__Aim of the exercise__. Format every line of the listing below as a numbered list, leaving out blank lines.

Excerpts from a pointing dataset:

<<<<

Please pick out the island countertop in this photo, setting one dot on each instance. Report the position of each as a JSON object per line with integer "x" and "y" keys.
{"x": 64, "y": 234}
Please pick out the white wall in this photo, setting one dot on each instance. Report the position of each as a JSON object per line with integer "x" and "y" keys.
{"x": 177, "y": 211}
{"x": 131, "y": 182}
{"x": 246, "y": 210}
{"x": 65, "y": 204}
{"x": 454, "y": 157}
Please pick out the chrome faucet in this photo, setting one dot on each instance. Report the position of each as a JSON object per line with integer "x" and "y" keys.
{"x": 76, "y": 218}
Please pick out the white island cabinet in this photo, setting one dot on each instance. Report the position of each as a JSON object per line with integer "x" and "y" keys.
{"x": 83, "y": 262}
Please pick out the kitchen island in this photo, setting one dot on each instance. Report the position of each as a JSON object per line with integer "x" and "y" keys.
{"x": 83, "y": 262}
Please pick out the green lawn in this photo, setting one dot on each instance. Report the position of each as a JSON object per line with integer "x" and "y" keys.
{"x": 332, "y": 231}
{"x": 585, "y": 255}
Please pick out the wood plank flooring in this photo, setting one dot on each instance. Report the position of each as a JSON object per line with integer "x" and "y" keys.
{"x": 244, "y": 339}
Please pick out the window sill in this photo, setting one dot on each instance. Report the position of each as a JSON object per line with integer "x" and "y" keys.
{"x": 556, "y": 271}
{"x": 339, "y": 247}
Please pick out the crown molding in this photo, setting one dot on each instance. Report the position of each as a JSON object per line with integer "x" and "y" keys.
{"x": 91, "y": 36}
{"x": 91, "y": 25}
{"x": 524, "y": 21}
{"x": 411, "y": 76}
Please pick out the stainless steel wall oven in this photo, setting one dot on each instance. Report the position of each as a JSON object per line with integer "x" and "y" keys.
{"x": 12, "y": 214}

>>>>

__Task response__.
1. Please pick out the island countertop in this photo, setting one dot on each instance. Report the position of each as a JSON object per line with integer "x" and "y" keys.
2. {"x": 64, "y": 234}
3. Please pick out the white wall in this photo, setting one dot on each instance. Report the position of each as a JSON object per line with integer "x" and "y" keys.
4. {"x": 177, "y": 211}
5. {"x": 131, "y": 182}
6. {"x": 246, "y": 210}
7. {"x": 65, "y": 204}
8. {"x": 454, "y": 157}
9. Please pick out the chrome faucet in this photo, setting one dot on each instance. Report the position of each as a JSON object per line with integer "x" and "y" keys.
10. {"x": 76, "y": 218}
11. Please pick out the white island cabinet in this photo, setting one dot on each instance. Report the position of each as a JSON object per line with integer "x" and "y" keys.
12. {"x": 83, "y": 262}
13. Please pick out the kitchen island in this photo, setting one dot on each instance. Report the position of each as a JSON object per line with integer "x" and "y" keys.
14. {"x": 83, "y": 262}
15. Please pick out the green lawn in this photo, setting one dot on each instance. Report the position of each as a JSON object per line with integer "x" and "y" keys.
16. {"x": 332, "y": 231}
17. {"x": 585, "y": 255}
18. Please pick out the wood plank flooring in this photo, setting one dot on each instance. Report the position of each as a JSON object per line with integer "x" and "y" keys.
19. {"x": 244, "y": 339}
20. Please pick out the window sill in this photo, setting one dot on each instance. Report the position of each as a JSON object per line with integer "x" and "y" keys.
21. {"x": 556, "y": 271}
22. {"x": 339, "y": 247}
23. Please pick out the crown molding in this photo, setting one dot on each instance. Report the position of each as a JSON object per line with integer "x" and "y" keys.
24. {"x": 91, "y": 36}
25. {"x": 91, "y": 25}
26. {"x": 524, "y": 21}
27. {"x": 411, "y": 76}
28. Please pick out the stainless steel wall oven in this photo, setting one dot on each instance. Report the position of each as a JSON object per line with integer "x" and "y" keys.
29. {"x": 12, "y": 214}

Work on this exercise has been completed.